## TASK
Return all the entries. Match them word for word.
•••
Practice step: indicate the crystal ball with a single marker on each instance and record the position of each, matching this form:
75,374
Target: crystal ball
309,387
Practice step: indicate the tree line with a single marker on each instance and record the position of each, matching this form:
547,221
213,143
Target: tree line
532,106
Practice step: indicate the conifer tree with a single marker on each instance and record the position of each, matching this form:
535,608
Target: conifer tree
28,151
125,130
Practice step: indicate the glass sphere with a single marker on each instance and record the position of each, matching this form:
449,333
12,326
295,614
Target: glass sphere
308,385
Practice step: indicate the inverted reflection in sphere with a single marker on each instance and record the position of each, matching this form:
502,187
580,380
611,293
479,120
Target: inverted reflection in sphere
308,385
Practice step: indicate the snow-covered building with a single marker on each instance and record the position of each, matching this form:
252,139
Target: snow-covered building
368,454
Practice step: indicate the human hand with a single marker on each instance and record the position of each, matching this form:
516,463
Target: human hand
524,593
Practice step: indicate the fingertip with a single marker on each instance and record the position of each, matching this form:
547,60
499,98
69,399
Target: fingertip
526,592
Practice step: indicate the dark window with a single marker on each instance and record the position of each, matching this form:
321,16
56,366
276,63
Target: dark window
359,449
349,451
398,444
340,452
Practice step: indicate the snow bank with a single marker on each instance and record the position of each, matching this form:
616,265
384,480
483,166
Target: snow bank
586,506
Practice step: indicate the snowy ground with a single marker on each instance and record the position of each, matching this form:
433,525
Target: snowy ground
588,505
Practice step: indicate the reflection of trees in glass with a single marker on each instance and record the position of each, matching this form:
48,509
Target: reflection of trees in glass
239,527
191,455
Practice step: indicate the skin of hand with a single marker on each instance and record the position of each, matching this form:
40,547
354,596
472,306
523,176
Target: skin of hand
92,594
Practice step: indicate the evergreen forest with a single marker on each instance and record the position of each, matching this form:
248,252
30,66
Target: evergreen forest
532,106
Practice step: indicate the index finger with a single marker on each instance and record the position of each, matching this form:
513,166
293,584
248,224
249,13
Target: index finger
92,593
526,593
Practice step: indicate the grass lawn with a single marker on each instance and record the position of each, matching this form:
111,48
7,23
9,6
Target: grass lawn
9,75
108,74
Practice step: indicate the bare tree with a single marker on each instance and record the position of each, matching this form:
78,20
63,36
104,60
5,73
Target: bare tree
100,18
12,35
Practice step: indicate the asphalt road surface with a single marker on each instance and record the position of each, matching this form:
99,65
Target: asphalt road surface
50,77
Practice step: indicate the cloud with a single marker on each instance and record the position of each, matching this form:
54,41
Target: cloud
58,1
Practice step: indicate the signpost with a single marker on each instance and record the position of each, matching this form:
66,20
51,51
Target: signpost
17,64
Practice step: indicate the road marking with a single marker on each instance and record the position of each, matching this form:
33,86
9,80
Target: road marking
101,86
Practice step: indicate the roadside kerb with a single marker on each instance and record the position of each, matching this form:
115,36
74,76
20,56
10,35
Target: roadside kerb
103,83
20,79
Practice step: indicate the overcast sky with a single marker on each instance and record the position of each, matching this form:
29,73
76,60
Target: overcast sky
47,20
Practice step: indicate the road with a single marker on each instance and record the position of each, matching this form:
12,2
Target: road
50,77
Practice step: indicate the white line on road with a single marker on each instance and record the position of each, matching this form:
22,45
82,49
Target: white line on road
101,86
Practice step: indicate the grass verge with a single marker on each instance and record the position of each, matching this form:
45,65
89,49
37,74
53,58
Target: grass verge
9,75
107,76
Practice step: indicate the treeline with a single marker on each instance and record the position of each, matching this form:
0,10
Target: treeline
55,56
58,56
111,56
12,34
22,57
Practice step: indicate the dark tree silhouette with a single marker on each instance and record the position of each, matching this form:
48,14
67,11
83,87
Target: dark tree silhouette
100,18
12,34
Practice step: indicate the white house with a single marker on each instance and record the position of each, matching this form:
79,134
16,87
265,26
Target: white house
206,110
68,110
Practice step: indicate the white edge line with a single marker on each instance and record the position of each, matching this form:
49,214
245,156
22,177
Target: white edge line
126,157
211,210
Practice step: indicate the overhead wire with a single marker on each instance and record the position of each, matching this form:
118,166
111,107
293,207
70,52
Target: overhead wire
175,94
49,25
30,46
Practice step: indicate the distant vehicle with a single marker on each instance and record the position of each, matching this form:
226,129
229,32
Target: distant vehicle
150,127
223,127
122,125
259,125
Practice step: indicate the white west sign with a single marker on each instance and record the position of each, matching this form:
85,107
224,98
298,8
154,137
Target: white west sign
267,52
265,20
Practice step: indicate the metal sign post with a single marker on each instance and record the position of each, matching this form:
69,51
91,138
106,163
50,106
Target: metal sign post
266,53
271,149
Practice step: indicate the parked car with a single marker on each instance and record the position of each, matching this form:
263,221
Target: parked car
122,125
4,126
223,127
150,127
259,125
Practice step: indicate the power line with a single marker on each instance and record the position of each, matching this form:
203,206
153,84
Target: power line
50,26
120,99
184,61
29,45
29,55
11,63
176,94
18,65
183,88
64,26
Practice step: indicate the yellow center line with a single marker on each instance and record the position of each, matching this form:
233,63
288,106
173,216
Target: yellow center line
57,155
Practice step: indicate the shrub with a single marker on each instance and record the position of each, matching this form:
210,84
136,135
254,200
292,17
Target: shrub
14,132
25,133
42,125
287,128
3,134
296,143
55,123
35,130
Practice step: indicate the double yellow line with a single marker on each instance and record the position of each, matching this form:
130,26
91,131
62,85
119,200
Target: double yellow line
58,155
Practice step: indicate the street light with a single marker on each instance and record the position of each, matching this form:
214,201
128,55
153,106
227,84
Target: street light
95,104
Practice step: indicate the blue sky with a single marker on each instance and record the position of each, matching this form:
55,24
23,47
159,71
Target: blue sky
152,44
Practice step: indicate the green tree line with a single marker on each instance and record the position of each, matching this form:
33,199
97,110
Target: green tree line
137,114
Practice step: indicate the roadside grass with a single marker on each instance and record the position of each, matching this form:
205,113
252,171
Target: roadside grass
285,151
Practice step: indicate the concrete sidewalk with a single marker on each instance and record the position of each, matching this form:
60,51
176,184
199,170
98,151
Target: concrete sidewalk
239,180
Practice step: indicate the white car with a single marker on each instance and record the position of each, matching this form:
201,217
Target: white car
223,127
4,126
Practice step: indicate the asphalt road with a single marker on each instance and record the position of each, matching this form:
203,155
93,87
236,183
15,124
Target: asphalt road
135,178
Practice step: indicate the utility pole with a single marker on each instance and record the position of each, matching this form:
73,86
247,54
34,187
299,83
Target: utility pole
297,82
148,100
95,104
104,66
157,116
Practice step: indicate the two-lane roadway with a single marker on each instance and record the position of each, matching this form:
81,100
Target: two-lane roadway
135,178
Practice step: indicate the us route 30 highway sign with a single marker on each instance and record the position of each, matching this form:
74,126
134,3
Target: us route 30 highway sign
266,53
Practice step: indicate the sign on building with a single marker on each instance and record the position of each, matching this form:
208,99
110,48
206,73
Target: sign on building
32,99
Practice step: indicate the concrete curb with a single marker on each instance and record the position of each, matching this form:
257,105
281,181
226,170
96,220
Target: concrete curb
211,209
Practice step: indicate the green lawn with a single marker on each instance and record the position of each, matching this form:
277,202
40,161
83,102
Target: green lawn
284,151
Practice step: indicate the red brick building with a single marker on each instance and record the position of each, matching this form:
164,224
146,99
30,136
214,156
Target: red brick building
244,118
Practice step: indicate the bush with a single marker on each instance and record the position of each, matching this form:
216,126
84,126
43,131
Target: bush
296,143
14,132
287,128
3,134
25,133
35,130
•••
## RESULT OF THIS EXERCISE
Practice step: indicate the crystal ball with a single marker on each instance and record the position of each, matching this form:
75,374
Target: crystal ball
309,387
Practice step: indicate the tree line with a single marker on each instance and record the position of each, matching this form:
547,221
213,143
Target: tree line
532,106
Practice step: indicate the conifer tree with a single marker on each instance and record the position of each, matching this form:
535,608
Target: conifer tree
28,151
125,130
Practice step: indicate the glass sphere with a single marker on each instance and record the position of each, matching this form:
449,333
12,326
295,614
Target: glass sphere
308,385
Practice step: indicate the inverted reflection in sphere with a single marker on each instance and record the position of each, matching this form:
502,187
580,380
611,293
479,120
Target: inverted reflection in sphere
308,385
Practice step: indicate the snow-covered building with a single marker on each instance and record the position of each, matching this form:
252,139
Target: snow-covered building
368,454
Practice step: indicate the human hand with a single marker on each instance and record the position of each, matching this form:
516,463
Target: human hand
524,593
Practice step: indicate the fingertip with a single marker on each instance and record the position of each, matching this form:
547,60
499,98
69,399
Target: fingertip
526,592
Practice step: indicate the dark window with a single marker on each instance and record the position of each, matching this form:
321,16
56,366
276,63
Target: dark window
359,449
349,451
398,444
340,452
Practice step: indicate the snow bank with a single marker on each instance and record the position of each, matching this form:
616,265
384,480
483,166
Target: snow bank
586,506
Practice step: indicate the snowy ground with a single marker on each instance and record the position of each, matching this form:
433,525
Target: snowy ground
588,505
Practice step: indicate the reflection of trees in glass with a single marker on each instance and record the position of each, matching this form:
48,509
Target: reflection of trees in glass
239,527
191,455
Practice step: indicate the skin of hand with a single marker on each instance and record the position of each, matching this form:
40,547
354,596
472,306
523,176
Target: skin of hand
92,594
Practice step: indicate the evergreen forest with a single marker on each instance and record the position of each, matching this form:
248,252
30,66
Target: evergreen forest
532,106
Practice step: indicate the index finger with a single marker on each instance and record the position of each, matching this form:
513,166
293,584
248,224
249,13
Target: index finger
92,593
526,593
Practice step: indicate the grass lawn with a single marker on each instance and record the position of each, matching this form:
111,48
7,23
9,6
Target: grass lawn
9,75
108,74
Practice step: indicate the bare tree with a single marker on each instance and record the position of each, matching this form:
78,20
63,36
104,60
5,73
Target: bare tree
100,18
12,35
Practice step: indicate the asphalt road surface with a single marker on each instance and record the position of each, matching this form:
99,65
Target: asphalt road surface
50,77
Practice step: indicate the cloud with a single marker on each instance and record the position of each, matching this form:
54,41
Target: cloud
58,1
Practice step: indicate the signpost with a single marker on each instance and record the position of each, matching this form:
66,20
51,51
Target: signpost
17,64
Practice step: indicate the road marking with a single marker on each instance and record the position of each, matching this form:
33,86
9,80
Target: road marking
101,86
Practice step: indicate the roadside kerb with a single marker on each instance and record the position of each, matching this form:
115,36
74,76
20,56
10,35
Target: roadside kerb
103,83
20,79
Practice step: indicate the overcast sky with a single marker on each instance and record the position of each, matching this form:
29,73
76,60
Target: overcast sky
47,20
Practice step: indicate the road with a single marker on each instance and record the position of each, matching this form:
12,2
Target: road
50,77
Practice step: indicate the white line on road with a single marker on each instance and record the position of each, matching this form:
22,45
82,49
Target: white line on road
101,86
Practice step: indicate the grass verge with a single marker on each instance and record the position of each, matching this form:
45,65
89,49
37,74
53,58
Target: grass verge
9,75
107,76
Practice step: indicate the treeline with a single marker on each instance and record the position of each, matching this form:
0,10
Target: treeline
55,56
58,56
111,56
12,34
22,57
Practice step: indicate the dark tree silhouette with a single marker on each instance and record the position of each, matching this form:
48,14
67,11
83,87
Target: dark tree silhouette
100,18
12,34
Practice step: indicate the white house with a single marker on each instance and record the position of each, matching this form:
79,134
16,87
265,26
Target: white house
206,110
68,110
Practice step: indicate the white edge line with a single marker on each instance and record the position of each, matching this form:
49,214
245,156
22,177
Target: white edge line
126,157
211,210
Practice step: indicate the overhead wire with a single marker on each instance and record the position of each, matching this form:
118,166
111,107
293,207
70,52
Target: overhead wire
175,94
49,25
30,46
Practice step: indicate the distant vehicle with a single marker on each instance and record the position of each, matching this form:
226,129
229,32
Target: distant vehicle
150,127
223,127
122,125
259,125
Practice step: indicate the white west sign with a single marker on each instance and record the position of each, matching this form:
85,107
224,98
298,8
154,137
Target: white west sign
267,52
265,20
Practice step: indicate the metal sign post with a single marker on each instance and record the position of each, matching this form:
69,51
91,138
106,163
50,106
Target: metal sign post
266,53
271,149
Practice step: indicate the parked car with a single marker on each instance and record the position of each, matching this form:
263,221
Target: parked car
122,125
4,126
223,127
150,127
259,125
Practice step: indicate the power line with a single marker on each instance and record the position of each, matching this form:
203,206
153,84
Target: power line
50,26
120,99
184,61
29,45
29,55
11,63
176,94
18,65
183,88
64,26
Practice step: indicate the yellow center line with a single marker on each instance and record the position of each, matching this form:
233,63
288,106
173,216
Target: yellow center line
57,155
Practice step: indicate the shrub with a single marker on each instance and record the position of each, matching this form:
210,84
136,135
254,200
292,17
Target: shrub
14,132
25,133
42,125
287,128
3,134
296,143
55,123
35,130
Practice step: indicate the double yellow line with a single marker on each instance and record the position of each, matching this form:
130,26
91,131
62,85
119,200
Target: double yellow line
58,155
Practice step: indicate the street light with a single marker on each instance and record the position of each, matching this form:
214,201
128,55
153,106
227,84
Target: street light
95,104
Practice step: indicate the blue sky with a single marker on each instance and record the position of each, matching this form:
55,24
23,47
159,71
Target: blue sky
152,44
Practice step: indicate the green tree line with a single marker on each instance and record the position of each, matching this form:
33,199
97,110
Target: green tree line
137,114
Practice step: indicate the roadside grass with a single marker on each instance and record the position of each, matching this form:
205,113
252,171
Target: roadside grass
285,151
Practice step: indicate the concrete sidewalk with a single marker on each instance and record the position of each, matching this form:
60,51
176,184
199,170
98,151
Target: concrete sidewalk
239,180
Practice step: indicate the white car with a single marker on each instance and record the position of each, matching this form:
201,217
Target: white car
223,127
4,126
Practice step: indicate the asphalt road with a single marker on each instance and record the position of each, matching this form:
203,155
93,87
236,183
15,124
Target: asphalt road
135,178
Practice step: indicate the utility pole with a single marker on each instance and record the position of each, matching this form:
73,86
247,54
34,187
299,83
Target: utility pole
297,82
148,100
95,104
104,66
157,116
Practice step: indicate the two-lane roadway with a single marker on each instance and record the position of each, matching this form:
81,100
Target: two-lane roadway
135,178
Practice step: indicate the us route 30 highway sign with a single marker on each instance and record the position of each, matching this form:
74,126
134,3
Target: us route 30 highway sign
266,53
Practice step: indicate the sign on building with a single marker on each instance and record the position of each, matching this form:
208,99
110,48
206,73
Target: sign on building
32,99
Practice step: indicate the concrete curb with a single marker on each instance and record the position of each, matching this form:
257,105
281,181
226,170
96,220
Target: concrete curb
211,209
Practice step: indicate the green lawn with a single marker on each instance and record the position of each, matching this form:
277,202
40,161
83,102
Target: green lawn
284,151
Practice step: indicate the red brick building with a single marker on each instance and record the position of each, matching this form:
164,224
146,99
30,136
214,156
Target: red brick building
244,118
Practice step: indicate the bush with a single marker on each instance and record the position of each, matching this form:
216,126
84,126
43,131
Target: bush
296,143
14,132
287,128
3,134
25,133
35,130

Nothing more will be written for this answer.